Available records Start Marker

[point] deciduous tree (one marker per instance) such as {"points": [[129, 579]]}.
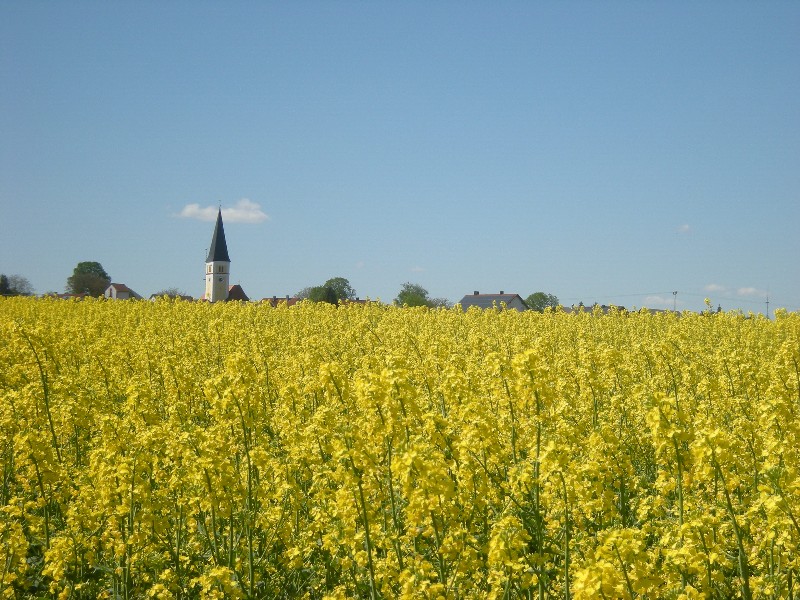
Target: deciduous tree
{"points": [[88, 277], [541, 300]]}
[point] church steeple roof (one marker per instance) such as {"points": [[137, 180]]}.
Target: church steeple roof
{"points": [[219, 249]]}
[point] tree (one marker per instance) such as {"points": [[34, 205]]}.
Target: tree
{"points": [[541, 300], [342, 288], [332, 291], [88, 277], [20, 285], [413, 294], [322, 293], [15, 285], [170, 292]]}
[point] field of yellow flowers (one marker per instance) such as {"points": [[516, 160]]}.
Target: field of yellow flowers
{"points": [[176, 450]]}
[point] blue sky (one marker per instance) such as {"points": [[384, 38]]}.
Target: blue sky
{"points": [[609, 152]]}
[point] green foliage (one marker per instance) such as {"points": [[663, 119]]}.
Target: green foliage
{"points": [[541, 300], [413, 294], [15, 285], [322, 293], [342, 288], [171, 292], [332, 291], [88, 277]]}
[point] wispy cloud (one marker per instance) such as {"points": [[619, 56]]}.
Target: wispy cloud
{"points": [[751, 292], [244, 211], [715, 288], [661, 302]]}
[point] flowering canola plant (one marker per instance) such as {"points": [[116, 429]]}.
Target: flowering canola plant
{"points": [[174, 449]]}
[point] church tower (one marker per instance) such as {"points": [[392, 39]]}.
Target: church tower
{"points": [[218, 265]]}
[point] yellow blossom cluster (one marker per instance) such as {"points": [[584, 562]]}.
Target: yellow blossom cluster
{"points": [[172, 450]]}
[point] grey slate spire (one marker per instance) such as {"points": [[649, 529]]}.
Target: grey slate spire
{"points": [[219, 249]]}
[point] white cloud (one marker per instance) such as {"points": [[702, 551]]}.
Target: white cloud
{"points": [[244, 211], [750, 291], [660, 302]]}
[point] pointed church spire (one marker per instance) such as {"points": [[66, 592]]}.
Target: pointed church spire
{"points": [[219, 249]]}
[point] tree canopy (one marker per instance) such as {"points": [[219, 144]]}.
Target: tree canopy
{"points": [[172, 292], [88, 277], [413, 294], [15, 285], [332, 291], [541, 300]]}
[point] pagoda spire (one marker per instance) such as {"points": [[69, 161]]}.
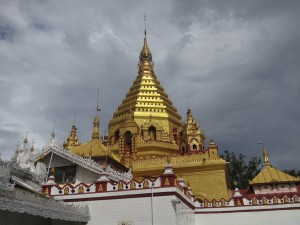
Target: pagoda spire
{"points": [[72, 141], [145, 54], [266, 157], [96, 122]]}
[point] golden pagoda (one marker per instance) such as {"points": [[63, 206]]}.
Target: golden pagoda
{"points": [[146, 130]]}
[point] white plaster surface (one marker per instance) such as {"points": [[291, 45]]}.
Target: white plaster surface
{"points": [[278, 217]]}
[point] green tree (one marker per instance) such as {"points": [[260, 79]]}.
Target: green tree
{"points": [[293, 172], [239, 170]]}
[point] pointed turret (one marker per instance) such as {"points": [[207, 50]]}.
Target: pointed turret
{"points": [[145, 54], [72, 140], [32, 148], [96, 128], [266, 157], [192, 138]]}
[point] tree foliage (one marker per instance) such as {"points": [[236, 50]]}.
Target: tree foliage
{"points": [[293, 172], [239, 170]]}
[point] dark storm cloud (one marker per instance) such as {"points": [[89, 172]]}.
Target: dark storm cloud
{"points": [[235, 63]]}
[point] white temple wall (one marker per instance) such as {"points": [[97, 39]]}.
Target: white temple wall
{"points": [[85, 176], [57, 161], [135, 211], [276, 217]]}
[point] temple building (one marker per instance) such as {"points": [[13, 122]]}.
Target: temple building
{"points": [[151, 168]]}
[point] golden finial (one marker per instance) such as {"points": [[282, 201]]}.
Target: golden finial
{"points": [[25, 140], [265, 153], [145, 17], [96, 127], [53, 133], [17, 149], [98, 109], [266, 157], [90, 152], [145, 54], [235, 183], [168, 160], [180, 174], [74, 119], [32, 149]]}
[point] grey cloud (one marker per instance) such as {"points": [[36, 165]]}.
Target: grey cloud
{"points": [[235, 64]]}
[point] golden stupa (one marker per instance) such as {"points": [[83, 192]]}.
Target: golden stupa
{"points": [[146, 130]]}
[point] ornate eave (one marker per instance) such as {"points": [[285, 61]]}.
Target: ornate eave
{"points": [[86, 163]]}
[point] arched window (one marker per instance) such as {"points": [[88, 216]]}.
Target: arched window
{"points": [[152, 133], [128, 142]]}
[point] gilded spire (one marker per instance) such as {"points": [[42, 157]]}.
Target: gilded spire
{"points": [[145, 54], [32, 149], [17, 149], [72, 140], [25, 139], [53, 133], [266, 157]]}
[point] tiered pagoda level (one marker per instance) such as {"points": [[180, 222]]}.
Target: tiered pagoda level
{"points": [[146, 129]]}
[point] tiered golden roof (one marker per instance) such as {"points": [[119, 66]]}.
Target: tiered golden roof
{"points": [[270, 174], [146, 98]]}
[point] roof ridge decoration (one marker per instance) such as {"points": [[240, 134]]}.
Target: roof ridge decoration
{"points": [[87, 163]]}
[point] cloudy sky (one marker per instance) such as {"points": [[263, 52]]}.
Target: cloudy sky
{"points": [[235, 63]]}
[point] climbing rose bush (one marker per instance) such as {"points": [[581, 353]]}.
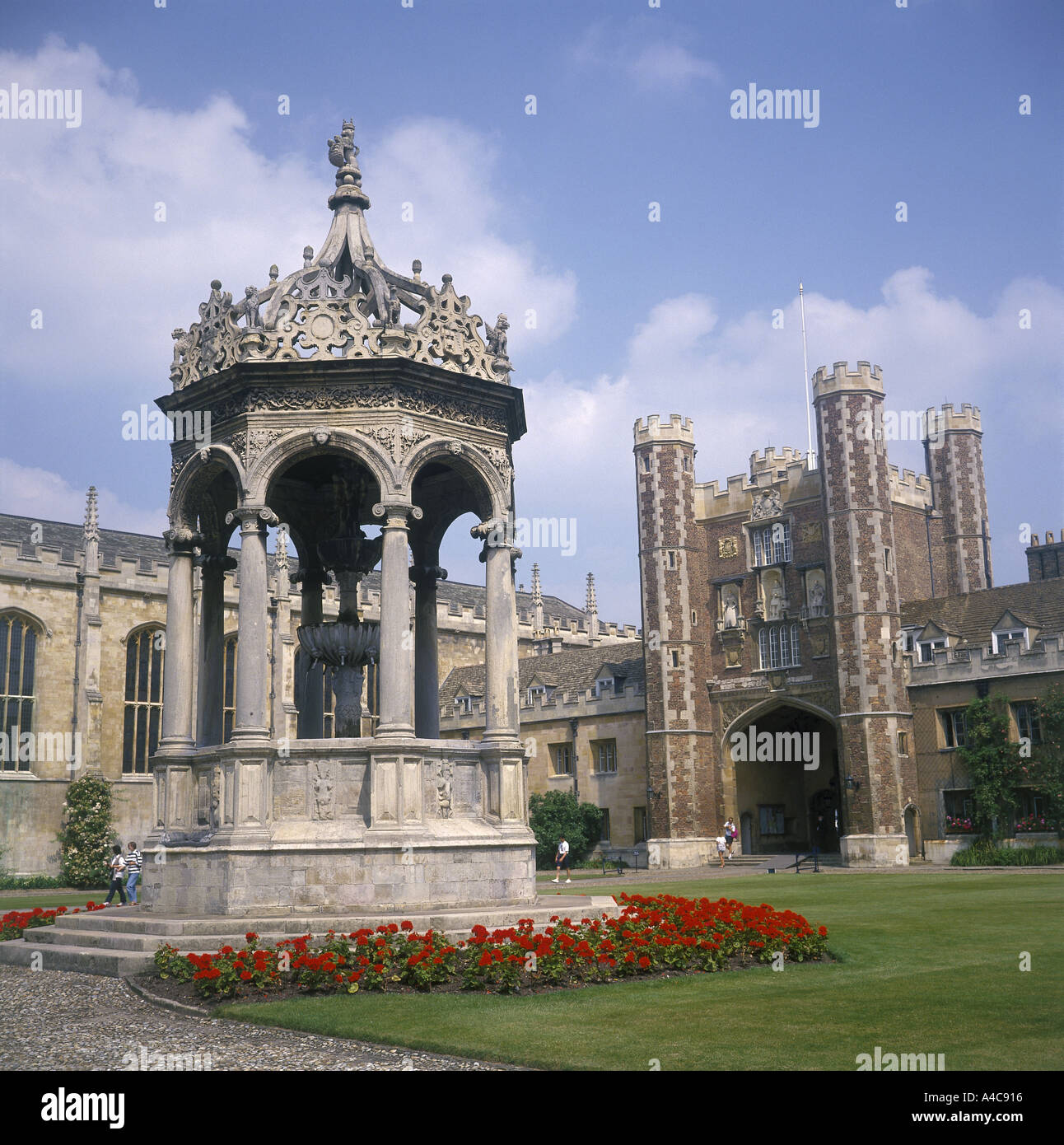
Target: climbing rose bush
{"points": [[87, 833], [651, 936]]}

Available records End Marker
Available records Start Marker

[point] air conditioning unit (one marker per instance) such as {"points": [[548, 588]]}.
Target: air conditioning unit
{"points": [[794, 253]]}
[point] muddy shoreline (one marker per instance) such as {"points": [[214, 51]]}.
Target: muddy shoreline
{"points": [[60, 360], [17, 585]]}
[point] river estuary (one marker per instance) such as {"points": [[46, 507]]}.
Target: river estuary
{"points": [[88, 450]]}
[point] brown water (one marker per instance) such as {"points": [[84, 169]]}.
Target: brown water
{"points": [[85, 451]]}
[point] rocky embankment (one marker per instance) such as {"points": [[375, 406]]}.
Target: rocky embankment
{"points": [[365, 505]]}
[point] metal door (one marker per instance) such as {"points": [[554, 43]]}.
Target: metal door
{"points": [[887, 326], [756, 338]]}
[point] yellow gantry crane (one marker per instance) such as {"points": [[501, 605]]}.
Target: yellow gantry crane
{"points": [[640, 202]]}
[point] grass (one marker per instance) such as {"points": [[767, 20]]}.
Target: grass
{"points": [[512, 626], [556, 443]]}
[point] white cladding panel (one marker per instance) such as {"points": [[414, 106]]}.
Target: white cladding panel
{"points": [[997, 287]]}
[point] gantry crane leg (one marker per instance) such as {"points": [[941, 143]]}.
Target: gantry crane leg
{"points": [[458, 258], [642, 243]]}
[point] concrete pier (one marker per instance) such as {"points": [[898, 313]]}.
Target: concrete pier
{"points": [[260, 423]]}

Available records End Marker

Could you set down, word for word, only the lines above from the line with "[point] golden stupa" to the line with "[point] tiered golden", including both?

Answer to this task>
[point] golden stupa (one marker per instance) such as {"points": [[83, 192]]}.
Target: golden stupa
{"points": [[146, 130]]}
[point] ornate eave (one marker per instance) such as {"points": [[285, 61]]}.
Target: ornate eave
{"points": [[86, 163]]}
[point] arched window (one marker per instance) such as {"points": [[88, 216]]}.
Target: arched window
{"points": [[152, 133], [128, 142]]}
[point] gilded spire (one marker per instance) such as {"points": [[42, 157]]}.
Target: gilded spire
{"points": [[145, 54], [32, 149], [17, 149], [72, 140], [25, 139], [53, 133], [266, 157]]}
[point] tiered pagoda level (one marker per instance) such as {"points": [[180, 222]]}.
Target: tiered pagoda level
{"points": [[146, 129]]}
[point] tiered golden roof (one marker per instance) such as {"points": [[119, 66]]}.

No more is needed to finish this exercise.